**** SUPPLIED DATA
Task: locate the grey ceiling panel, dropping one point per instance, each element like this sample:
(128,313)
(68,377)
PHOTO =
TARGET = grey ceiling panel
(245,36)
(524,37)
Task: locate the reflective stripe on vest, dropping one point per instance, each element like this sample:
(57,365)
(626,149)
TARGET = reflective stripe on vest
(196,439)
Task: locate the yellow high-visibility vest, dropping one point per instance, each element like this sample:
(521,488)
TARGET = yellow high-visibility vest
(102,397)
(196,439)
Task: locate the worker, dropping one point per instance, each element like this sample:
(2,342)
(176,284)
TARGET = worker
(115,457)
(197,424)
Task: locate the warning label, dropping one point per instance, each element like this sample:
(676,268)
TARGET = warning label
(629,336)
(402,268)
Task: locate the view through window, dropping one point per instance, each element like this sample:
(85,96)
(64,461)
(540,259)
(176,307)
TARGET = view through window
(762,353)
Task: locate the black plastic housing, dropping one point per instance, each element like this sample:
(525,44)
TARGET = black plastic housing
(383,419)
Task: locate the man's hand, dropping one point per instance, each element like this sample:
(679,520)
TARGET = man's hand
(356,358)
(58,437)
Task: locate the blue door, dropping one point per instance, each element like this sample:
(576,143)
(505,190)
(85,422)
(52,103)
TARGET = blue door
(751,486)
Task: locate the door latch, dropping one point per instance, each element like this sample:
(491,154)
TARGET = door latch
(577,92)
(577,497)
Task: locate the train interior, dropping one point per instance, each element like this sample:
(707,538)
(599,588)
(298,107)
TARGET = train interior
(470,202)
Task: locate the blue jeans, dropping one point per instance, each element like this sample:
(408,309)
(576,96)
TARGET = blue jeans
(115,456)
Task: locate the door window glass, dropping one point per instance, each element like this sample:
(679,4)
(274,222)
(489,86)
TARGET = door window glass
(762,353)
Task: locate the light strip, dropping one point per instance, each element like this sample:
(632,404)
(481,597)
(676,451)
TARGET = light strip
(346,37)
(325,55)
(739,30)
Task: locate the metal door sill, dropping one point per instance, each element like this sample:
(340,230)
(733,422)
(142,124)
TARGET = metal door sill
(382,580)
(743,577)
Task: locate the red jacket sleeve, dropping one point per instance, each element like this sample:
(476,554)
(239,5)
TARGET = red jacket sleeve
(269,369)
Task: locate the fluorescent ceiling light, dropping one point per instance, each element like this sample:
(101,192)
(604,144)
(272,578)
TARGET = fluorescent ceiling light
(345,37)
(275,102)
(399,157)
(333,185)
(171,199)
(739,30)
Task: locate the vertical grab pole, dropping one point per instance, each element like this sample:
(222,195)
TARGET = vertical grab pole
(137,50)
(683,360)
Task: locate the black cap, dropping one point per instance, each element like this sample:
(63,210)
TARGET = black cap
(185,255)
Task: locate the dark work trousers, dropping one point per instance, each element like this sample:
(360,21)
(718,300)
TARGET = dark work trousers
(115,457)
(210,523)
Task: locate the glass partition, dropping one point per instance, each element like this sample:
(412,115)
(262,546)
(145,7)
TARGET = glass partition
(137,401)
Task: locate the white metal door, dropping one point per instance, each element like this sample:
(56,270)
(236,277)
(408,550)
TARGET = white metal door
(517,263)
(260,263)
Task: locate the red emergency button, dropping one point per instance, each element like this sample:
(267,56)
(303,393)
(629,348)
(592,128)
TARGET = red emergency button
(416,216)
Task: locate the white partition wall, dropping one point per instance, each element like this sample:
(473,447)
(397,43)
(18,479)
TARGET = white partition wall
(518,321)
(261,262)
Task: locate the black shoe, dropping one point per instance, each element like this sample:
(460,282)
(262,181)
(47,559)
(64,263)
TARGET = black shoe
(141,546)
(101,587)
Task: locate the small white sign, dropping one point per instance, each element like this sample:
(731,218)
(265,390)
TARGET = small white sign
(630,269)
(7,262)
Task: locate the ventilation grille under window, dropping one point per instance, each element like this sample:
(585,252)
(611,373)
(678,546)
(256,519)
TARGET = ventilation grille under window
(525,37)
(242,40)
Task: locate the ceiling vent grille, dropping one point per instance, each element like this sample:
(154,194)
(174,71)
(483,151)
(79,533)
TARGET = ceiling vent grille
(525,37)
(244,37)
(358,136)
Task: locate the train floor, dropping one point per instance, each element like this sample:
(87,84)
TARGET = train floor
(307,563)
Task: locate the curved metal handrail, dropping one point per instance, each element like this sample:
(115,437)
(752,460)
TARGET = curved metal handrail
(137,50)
********
WORK REQUIRED: Print the records above again, every one, exactly as written.

RESULT BELOW:
Task: locate the grey ceiling panel, dropping one point per instance, each element like this sample:
(128,313)
(68,377)
PHOTO =
TARGET = grey ceiling panel
(245,36)
(524,37)
Task: locate the reflective stripe on vest, dropping one point per instance, each element like this sample:
(57,365)
(626,149)
TARGET = reflective stripe on vest
(196,439)
Task: locate the yellow high-visibility vest, dropping one point per instance, each element like this sample:
(521,488)
TARGET = yellow high-visibility vest
(102,397)
(196,439)
Task: locate the worker, dropping one point per instance, each element like this sample:
(2,342)
(176,284)
TARGET = worker
(115,457)
(197,424)
Task: locate the warning label, dropping one point per instance, each element like this sample:
(676,268)
TARGET = warning label
(629,336)
(402,268)
Task: locate the view through window, dropping one point per instance, each element like this sample:
(85,96)
(64,461)
(540,259)
(176,307)
TARGET = view through window
(762,353)
Task: locate the black plastic housing, dropping one point per instance, each element like this sample:
(525,44)
TARGET = black plastic housing
(383,419)
Task: locate the man's hand, dropping one point per instance, each element like this sample:
(679,520)
TARGET = man's hand
(356,358)
(58,437)
Task: locate the blue door, dropping one point per instance, each element like this sample:
(576,143)
(505,190)
(85,422)
(52,103)
TARGET = blue door
(751,486)
Task: locate the door latch, dropping one point per instance, each element like this sample:
(491,154)
TARGET = door latch
(577,92)
(577,497)
Task: locate the train interior, dropping one point per instance, each element like this sample:
(707,538)
(599,588)
(298,107)
TARGET = train interior
(470,202)
Task: locate the blue jeans, dropping one point per instance, each element like this sample:
(408,309)
(576,96)
TARGET = blue jeans
(115,456)
Task: locate the door window glass, dropping one point per instance, each element like this sample:
(679,4)
(274,222)
(489,86)
TARGET = door window glass
(762,353)
Task: locate the light strip, dropping one point per instance, each element like this sample:
(632,404)
(481,597)
(676,451)
TARGET = light strip
(346,37)
(325,55)
(739,30)
Task: locate the metal door sill, dropping one point per instance, each element like this sample:
(340,230)
(733,422)
(142,124)
TARGET = metal door sill
(382,580)
(743,577)
Task: locate the red jacket sleeve, dropping one point per instance, each element like this sample:
(476,554)
(239,5)
TARGET = red jacket sleeve
(269,369)
Task: locate the fluorescent ceiling light, dropping one point per instance, each element like this sample:
(101,192)
(604,144)
(272,578)
TARGET = fluorescent ceiling light
(345,37)
(275,102)
(399,157)
(333,185)
(171,199)
(739,30)
Task: locate the vertical grab pole, dropping one point per instance, each element like this sample:
(222,195)
TARGET = vertical grab pole
(137,50)
(683,360)
Task: locate the black cap, dropping one point per instance, each element like this sample:
(63,210)
TARGET = black cap
(185,255)
Task: locate the dark work trousers, dropping one point per instance, each element like this sample:
(360,21)
(718,300)
TARGET = dark work trousers
(115,457)
(210,523)
Task: locate the glass partition, dropping one point per instance, each element like this sample:
(412,115)
(262,546)
(145,7)
TARGET = glass partition
(137,401)
Task: locate the white metal door, dropping one point per instance, each element like this sample:
(56,270)
(236,277)
(408,550)
TARGET = white metal door
(517,263)
(260,263)
Task: locate the red emergency button, dropping one point per instance, each element like this sample:
(267,56)
(303,393)
(629,348)
(592,128)
TARGET = red emergency button
(416,216)
Task: locate the white partition wall, dropping one point per instance, each element like this sample:
(473,447)
(397,43)
(18,479)
TARGET = white partition wall
(518,321)
(261,262)
Task: locate the black shoe, dropping one point per instance, each element like this sample:
(460,282)
(262,181)
(47,559)
(64,263)
TARGET = black shoe
(141,546)
(101,587)
Task: locate the small white sign, dropping one point per instance, each element like this sample:
(731,218)
(265,390)
TARGET = small white sign
(630,269)
(7,262)
Task: locate the ventilation grille under window, dropping one point per instance, each element like this sample:
(585,252)
(611,373)
(678,546)
(256,519)
TARGET = ventilation grille under window
(525,37)
(242,40)
Task: locate the ceiling vent grille, dropping one point per instance, each element like this sample:
(154,194)
(174,71)
(483,151)
(79,533)
TARGET = ceiling vent grille
(525,37)
(244,37)
(358,136)
Task: locate the train floor, dropping one point per instance, each element like this sample:
(87,84)
TARGET = train floor
(307,563)
Task: locate the curved metal handrail, dropping one point per instance, each element like this sample:
(115,437)
(752,460)
TARGET = curved metal handrail
(137,50)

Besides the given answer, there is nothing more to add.